出題 1:
海洋クラブの記事から、次の問いに答えよ。
(a) B&Gなごや海洋クラブが活動を始めたのはいつか。
(b) ジュニアヨットクラブの活動が始まったのはいつか。
(c) Cクラスのレースの成功を誰よりも喜んだのは誰か。
出題 2: 海洋クラブの記事を、最後の文のあとから引き継いで書き進めよ。

抜粋:
写真:艇体を支えてもらいながらスタートに備えるCクラスの子どもたち
艇体を支えてもらいながらスタートに備えるCクラスの子どもたち。大人たちも余興のレースを楽しみました

写真:OPヨットの上架作業を一緒に行う親子
OPヨットの上架作業を一緒に行う親子。レースに勝つことよりも、ヨットを通じて親子の絆を深めることを大切にしています

 長年培ったジュニアヨットクラブの活動をベースに、平成9年から活動を開始したB&Gなごや海洋クラブ。親子が共にヨットを楽しむことをモットーに、さまざまな活動を展開し、平成18年からはB&G OP級ヨット大会 東日本大会の運営を担うようになりました。

 「私たちには、昭和62年から始めたジュニアヨットクラブの活動ノウハウがあり、すでに日本ジュニアヨットクラブ連盟の全国大会で200隻を超える参加の大会運営を行った経験もありました。ですから、全国から子どもが集まるB&G OP級ヨット大会東日本大会を引き受ける自信はありました」

 そう当時を振り返った、現クラブ会長の柴沼克己さん。柴沼さんは、初代会長の二村さんとともとにジュニアヨットクラブの設立に努めたメンバーの1人で、2人の息子さんをジュニアヨットクラブで育ててきました。

 「それまで、B&Gの冠をつけたヨット大会は九州のみでの開催でした。そのため、東日本でも同様の大会をしようという声を受けて、大きな大会の運営経験を持つ私たちがホストクラブになりましたが、そんな私たちでもこの大会には未経験の仕事がありました。

 それは、ビギナーの子どもたちを対象にしたCクラスの運営でした。上級者や中級者を対象にしたA、Bクラスは、一般的なヨットレースの運営なので問題はありませんでしたが、初心者の子どもたちを集めてどのようにレースを行ったら良いのか不安がありました」

 Cクラスに関しては手探りの運営だったと語る、柴沼さんや現副会長の水谷さん。皆でいろいろ知恵を出し合った結果、陸から見守ることのできるマリーナ内の静かな水面を使用。スロープの浅瀬でスタッフに艇を支えてもらいながらスタートし、数十メートル先のブイを回って戻ってくる短いコースを設定しました。

 「波の入らない港内の水面を使って、多くの子どもたちが安心してヨットを楽しむことができました。参加した子どもたちが喜んだのを見て、ヨット初体験の子も挑戦してくれましたし、『それなら私たちも』と、急遽、親御さんたちによる余興のレースも実施されました」

レースだけがヨットじゃない

写真:名古屋の海で練習に励むクラブの子どもたち
名古屋の海で練習に励むクラブの子どもたち。ヨットを通じて、より多くの子どもたちに地元の海の大切さを伝えたいと、二村さんは語っていました

 当初の心配をよそに、盛り上がったCクラスのレース。この成功を誰よりも喜んだのが、クラブ名誉会長の二村さんでした。

データ一覧:

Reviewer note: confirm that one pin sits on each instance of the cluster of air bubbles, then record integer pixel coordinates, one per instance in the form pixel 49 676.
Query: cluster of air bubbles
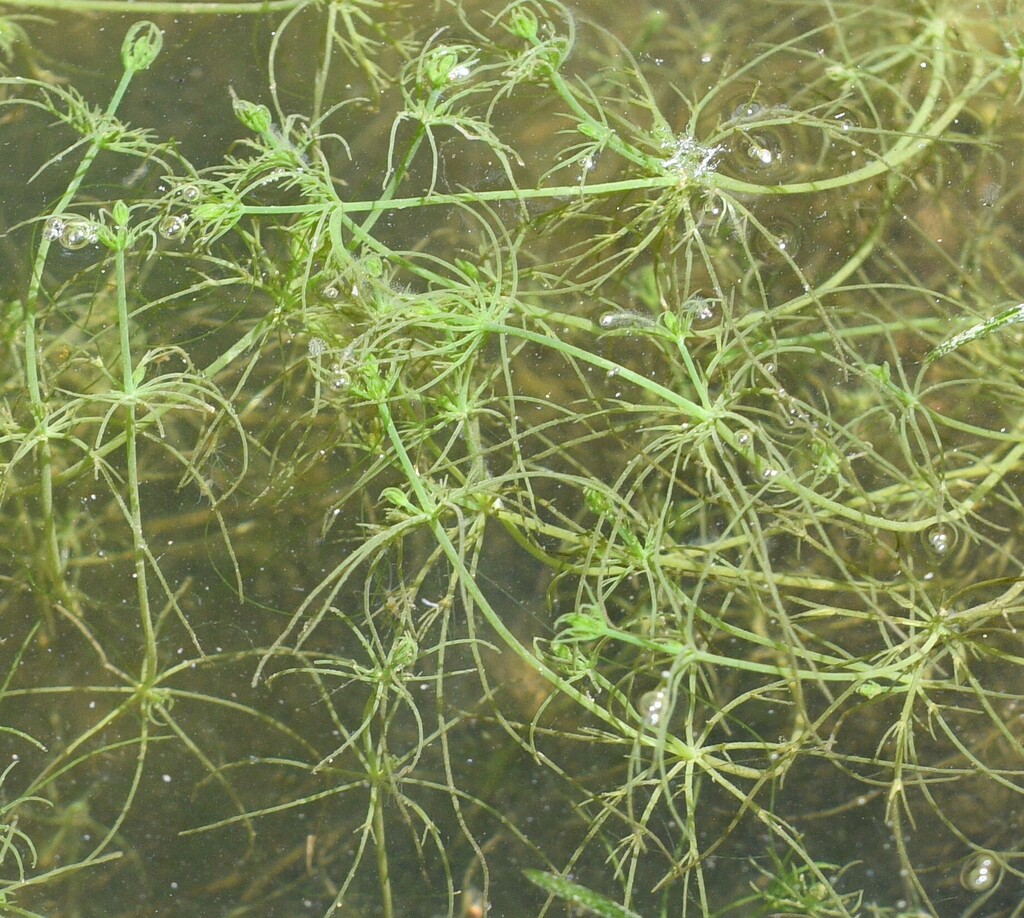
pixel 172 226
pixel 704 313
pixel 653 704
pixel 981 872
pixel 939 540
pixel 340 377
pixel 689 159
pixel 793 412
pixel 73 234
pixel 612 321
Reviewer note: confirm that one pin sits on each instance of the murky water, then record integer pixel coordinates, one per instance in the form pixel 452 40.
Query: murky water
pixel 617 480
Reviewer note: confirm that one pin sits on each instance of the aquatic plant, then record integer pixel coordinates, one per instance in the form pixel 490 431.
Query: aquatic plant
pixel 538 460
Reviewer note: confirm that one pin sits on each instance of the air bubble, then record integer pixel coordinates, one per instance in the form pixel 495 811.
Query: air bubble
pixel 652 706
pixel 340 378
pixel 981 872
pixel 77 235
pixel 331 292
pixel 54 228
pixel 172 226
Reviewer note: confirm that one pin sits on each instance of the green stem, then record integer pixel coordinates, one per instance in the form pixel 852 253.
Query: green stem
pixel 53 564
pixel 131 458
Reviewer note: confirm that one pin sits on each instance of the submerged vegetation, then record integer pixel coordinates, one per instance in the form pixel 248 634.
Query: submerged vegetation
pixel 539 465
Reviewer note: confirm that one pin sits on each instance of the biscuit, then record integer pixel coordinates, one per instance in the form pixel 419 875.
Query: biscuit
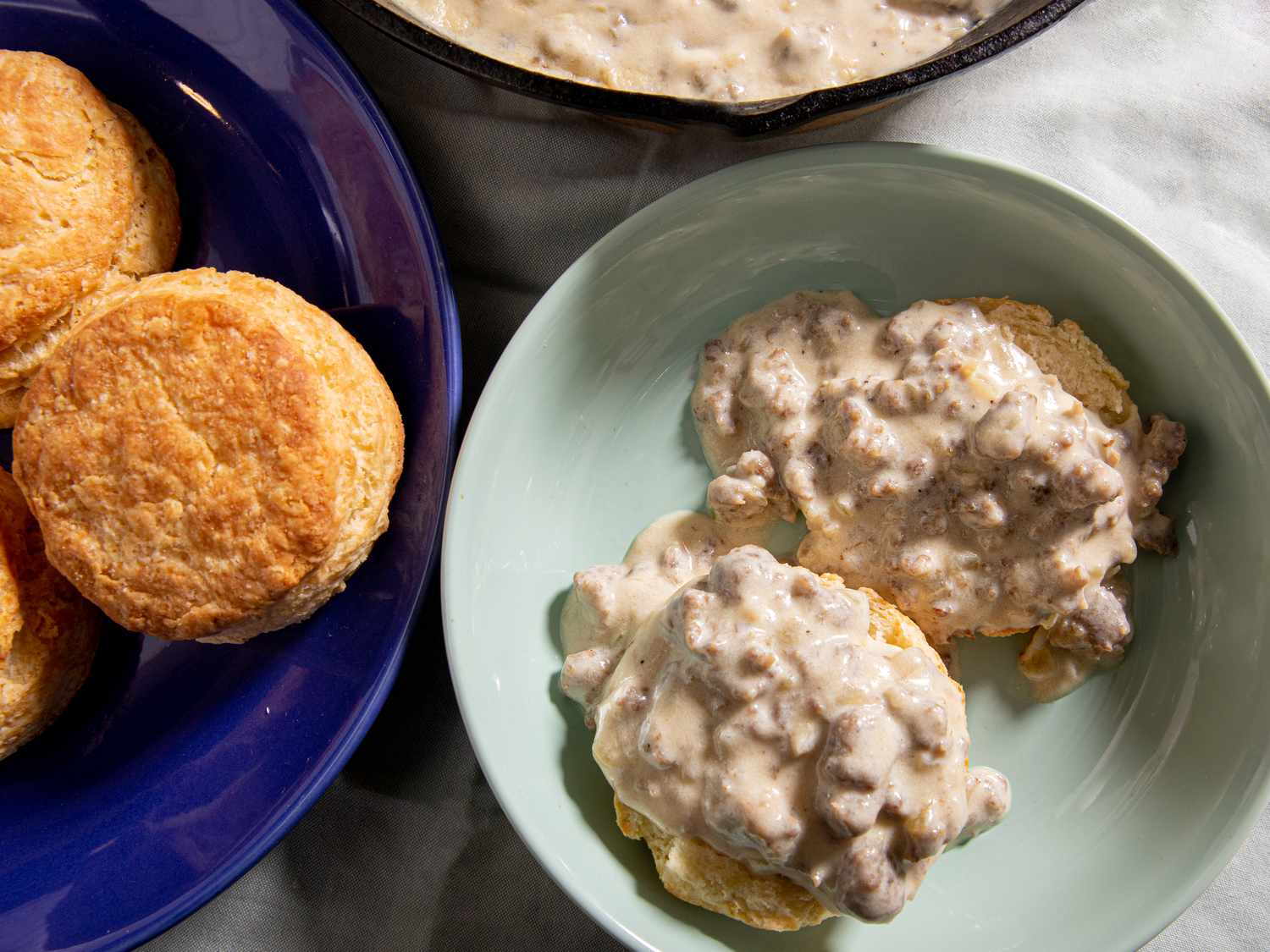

* * *

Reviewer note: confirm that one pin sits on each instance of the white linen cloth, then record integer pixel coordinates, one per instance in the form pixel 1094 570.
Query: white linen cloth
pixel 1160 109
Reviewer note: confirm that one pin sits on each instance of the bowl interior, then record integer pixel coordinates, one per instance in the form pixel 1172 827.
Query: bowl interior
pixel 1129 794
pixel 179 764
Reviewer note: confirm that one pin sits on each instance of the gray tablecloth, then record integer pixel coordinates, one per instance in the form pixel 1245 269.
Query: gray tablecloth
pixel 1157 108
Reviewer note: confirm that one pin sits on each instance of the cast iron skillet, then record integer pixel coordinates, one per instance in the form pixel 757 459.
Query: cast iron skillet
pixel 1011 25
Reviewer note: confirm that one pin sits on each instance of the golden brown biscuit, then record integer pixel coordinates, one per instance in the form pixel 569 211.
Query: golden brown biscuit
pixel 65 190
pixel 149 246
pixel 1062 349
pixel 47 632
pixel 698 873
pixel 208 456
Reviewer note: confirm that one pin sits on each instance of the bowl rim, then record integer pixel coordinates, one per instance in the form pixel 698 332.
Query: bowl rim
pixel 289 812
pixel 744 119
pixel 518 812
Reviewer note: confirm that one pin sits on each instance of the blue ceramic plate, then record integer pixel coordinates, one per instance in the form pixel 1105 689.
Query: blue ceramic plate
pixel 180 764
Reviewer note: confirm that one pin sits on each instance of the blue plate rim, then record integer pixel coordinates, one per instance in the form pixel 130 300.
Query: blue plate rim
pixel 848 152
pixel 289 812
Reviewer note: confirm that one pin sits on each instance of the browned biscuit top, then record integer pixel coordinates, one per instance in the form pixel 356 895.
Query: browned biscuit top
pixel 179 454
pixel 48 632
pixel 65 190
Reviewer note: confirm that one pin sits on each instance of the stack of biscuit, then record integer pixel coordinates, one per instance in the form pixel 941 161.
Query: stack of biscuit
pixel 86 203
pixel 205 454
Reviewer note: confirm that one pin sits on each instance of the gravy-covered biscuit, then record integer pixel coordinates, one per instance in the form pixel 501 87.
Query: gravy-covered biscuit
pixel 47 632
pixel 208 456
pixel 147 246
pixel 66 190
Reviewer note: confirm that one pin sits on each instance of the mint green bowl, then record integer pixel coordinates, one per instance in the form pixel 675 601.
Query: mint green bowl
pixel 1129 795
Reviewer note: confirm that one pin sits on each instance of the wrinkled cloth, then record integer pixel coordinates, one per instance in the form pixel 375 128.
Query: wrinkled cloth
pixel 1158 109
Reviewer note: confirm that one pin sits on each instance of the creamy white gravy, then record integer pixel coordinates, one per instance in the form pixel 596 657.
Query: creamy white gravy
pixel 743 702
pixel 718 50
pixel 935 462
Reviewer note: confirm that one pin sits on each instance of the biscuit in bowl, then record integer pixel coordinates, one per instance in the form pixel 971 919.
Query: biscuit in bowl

解答 1:
(a) 平成9年
(b) 昭和62年
(c) クラブ名誉会長の二村さん

解答 2:
 「トップレベルの選手に育っていく子を見るのもうれしいのですが、まずは水を怖がらない子を育て、それからヨットで元気に遊ぶ子を育てようという方針で、これまでクラブ活動を続けてきました。

 こうした考え方は、子どもたちの健全育成や海洋性スポーツの普及をめざすB&Gの理念に共鳴します。ですから、そのような発想で設けられたCクラスの成功は、何よりうれしいものでした」

 ヨットのおもしろさを知って、元気よく海に出て行く子どもたちを大勢育ててきた二村さん。しかし、そのような活動のなかで、レースに勝つことばかりを追い求める親子の姿も見てきました。

 「子どもがレースに出るようになると、親のほうが熱心になり過ぎてしまうケースがあります。ジュニアクラスを卒業した後、越境入学までしてヨットのエリート高校へ我が子を進学させる親もいますし、高校時代に良いレース成績を収めてヨットの強豪大学に推薦してもらう道を追いかける親もいます。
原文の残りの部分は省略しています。